• _PROBLEM_: Please copy the records below word for word, starting at the line that contains "Target: girl's yellow t-shirt" and ending at the line that contains "Target: man's gray t-shirt". Include both of those lines and nothing else.

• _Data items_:

....

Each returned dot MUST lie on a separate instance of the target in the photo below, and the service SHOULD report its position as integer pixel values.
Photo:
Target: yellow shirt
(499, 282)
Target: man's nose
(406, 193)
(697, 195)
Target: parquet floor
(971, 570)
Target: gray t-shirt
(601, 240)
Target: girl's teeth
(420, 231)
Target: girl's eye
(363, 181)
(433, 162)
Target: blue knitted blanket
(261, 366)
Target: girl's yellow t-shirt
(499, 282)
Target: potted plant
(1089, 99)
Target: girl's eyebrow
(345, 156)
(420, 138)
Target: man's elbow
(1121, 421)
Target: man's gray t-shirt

....

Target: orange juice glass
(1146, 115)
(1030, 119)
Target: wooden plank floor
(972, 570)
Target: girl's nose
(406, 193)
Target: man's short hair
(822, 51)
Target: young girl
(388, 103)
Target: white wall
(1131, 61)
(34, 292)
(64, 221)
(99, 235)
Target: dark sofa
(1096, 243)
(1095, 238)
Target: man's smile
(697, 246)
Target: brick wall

....

• _SOLUTION FOR THIS PROBLEM_:
Target: girl's yellow t-shirt
(499, 282)
Target: potted plant
(1089, 99)
Target: girl's eyebrow
(345, 156)
(420, 138)
Target: man's elbow
(1121, 421)
Target: man's gray t-shirt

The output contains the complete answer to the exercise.